課題の要件 ->
**a.** 本文によると、理工系博物館で十分な広さの資料庫をもつ館が非常に少ないのはなぜか。1～3文で説明せよ。
**b.** 本文の次の一文を英語に訳せ。「これらの機能を果たすために,博物館には,展示室のほか,資料庫,研究室,その他の管理サービスのための面積が必要である。」
**c.** 本文によると、一般に博物館がもっている四つの機能は何か。

本文 ->
==========

一般に博物館は資料の収集・保管・整理,調査研究,展示,教育活動の四つの機能をもっている。自然史博物館では,国内外への調査を行い,標本資料を収集することが重要な機能とされている。各種の探検旅行,学術調査によって採集した標本を分類記載することによって自然史学を進め,同時にこれらの標本が展示の質を高めるという働きをもっている。なお,古い形の自然史博物館では収集した標本を分類学の体系に従って展示していたが,新しい傾向としては,生態,環境,人間等のテーマを掲げ,そのテーマにしたがって展示を展開するものが増えている。理工系博物館においても,初期には科学あるいは技術の発達資料を収集し,これらの器械標本を展示する形態のものが多かったが,ドイツ博物館あるいはアメリカの多くの科学博物館,パリの発明宮のごとく,科学の原理を興味深く理解できるような実験装置を重視する館が注目されるようになるにしたがい,この発達資料と実験・解説装置をいかに均衡をとって展示するかが大きな課題となっている。したがって,理工系の施設においては,科学・技術・産業の諸分野の発達に係る資料を調査して収集する作業が重要な部分を占めることはいうまでもないが,科学の原理を理解させるための実験装置や解説装置,模型等の工夫考案も重要な仕事になっている。これらの機能を果たすために,博物館には,展示室のほか,資料庫,研究室,その他の管理サービスのための面積が必要である。自然史系では収集標本が多いために,歴史の古い大規模博物館では,それぞれ専門分野の研究員を配し,展示室を上まわる資料庫をもつものが多い。理工系では,発達資料はそのままほとんどが展示され,また,実験・解説装置等は保存されることがないために,十分な広さの資料庫をもつ博物館は非常に少ない。とくに日本の理工系博物館では従来から科学技術の発達資料を収集・保管するという機能をもつものが少なく,科学の諸原理を解説することに重点を置くものが多かったために,収集資料を保存する資料庫を施設の一部として必要であるという認識が少なかった。そのことがまた,日本の理工系博物館を特徴づけているともいえる。その反面,展示資料の製作,修理等のための工作室,展示準備室等に大きな面積をあてているものが多い。

==========

(ポイント配置の記録)

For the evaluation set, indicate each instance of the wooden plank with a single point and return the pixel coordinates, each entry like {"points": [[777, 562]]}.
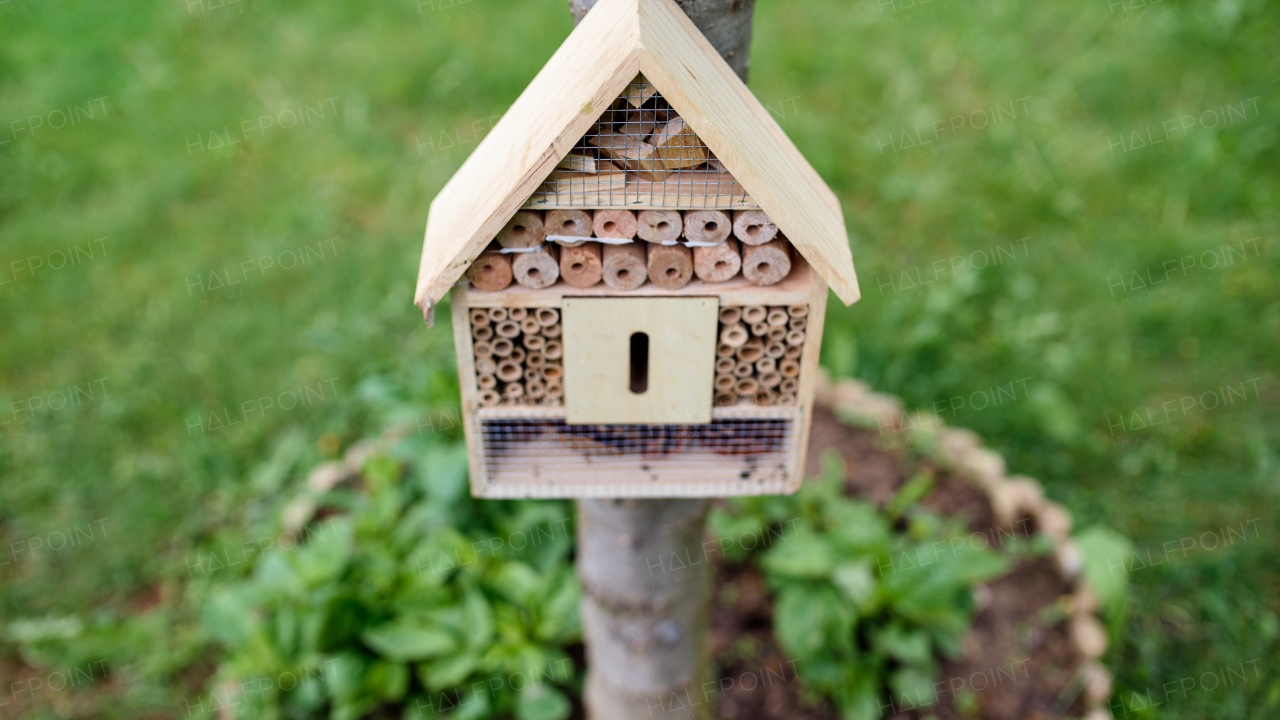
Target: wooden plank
{"points": [[467, 379], [681, 336], [809, 374], [795, 290]]}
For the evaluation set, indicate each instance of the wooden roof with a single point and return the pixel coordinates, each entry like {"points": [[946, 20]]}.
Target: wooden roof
{"points": [[617, 41]]}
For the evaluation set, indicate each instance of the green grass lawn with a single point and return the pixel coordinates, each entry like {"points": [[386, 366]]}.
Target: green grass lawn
{"points": [[1065, 219]]}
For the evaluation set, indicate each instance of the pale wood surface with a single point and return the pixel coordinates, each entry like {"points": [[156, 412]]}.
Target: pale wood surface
{"points": [[598, 359], [615, 42], [794, 290]]}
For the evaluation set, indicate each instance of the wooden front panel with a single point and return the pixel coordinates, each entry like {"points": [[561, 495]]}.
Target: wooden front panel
{"points": [[598, 359]]}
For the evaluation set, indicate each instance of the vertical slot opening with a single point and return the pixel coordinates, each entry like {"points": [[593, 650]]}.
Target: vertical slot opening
{"points": [[639, 363]]}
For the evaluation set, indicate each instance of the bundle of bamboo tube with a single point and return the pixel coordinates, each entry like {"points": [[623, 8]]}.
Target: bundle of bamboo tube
{"points": [[718, 247], [758, 355], [519, 356]]}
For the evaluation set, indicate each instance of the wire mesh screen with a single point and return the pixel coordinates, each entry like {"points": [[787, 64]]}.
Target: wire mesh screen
{"points": [[539, 455], [640, 154]]}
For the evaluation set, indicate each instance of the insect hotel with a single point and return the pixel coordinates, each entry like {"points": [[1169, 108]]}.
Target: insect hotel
{"points": [[638, 261]]}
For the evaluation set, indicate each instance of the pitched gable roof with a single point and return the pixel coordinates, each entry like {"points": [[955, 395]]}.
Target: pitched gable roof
{"points": [[617, 41]]}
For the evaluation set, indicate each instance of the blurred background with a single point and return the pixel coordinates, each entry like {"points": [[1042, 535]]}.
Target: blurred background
{"points": [[211, 217]]}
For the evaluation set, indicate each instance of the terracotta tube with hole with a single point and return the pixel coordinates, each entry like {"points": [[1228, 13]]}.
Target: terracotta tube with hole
{"points": [[625, 265], [707, 226], [670, 267], [581, 265], [507, 328], [766, 264], [510, 370], [574, 223], [524, 229], [536, 268], [659, 226], [753, 227], [615, 223], [735, 336], [720, 263]]}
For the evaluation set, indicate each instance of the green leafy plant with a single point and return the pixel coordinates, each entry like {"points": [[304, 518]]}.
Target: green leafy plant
{"points": [[414, 598], [865, 600]]}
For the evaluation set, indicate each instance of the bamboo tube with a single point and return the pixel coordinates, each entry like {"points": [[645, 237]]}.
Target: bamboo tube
{"points": [[615, 223], [524, 229], [625, 265], [766, 264], [510, 370], [735, 335], [574, 223], [718, 263], [581, 265], [670, 267], [659, 226], [707, 226], [547, 317], [536, 268], [753, 227]]}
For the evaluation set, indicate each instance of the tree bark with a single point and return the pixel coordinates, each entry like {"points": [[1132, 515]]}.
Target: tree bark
{"points": [[647, 580]]}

==========

最終結果 ->
**a.** 理工系では発達資料のほとんどがそのまま展示され、実験・解説装置等は保存されることがないためである。

**b.** To fulfill these functions, a museum needs space for storage rooms, research rooms, and other administrative services in addition to exhibition rooms.

**c.** 資料の収集・保管・整理、調査研究、展示、教育活動の四つである。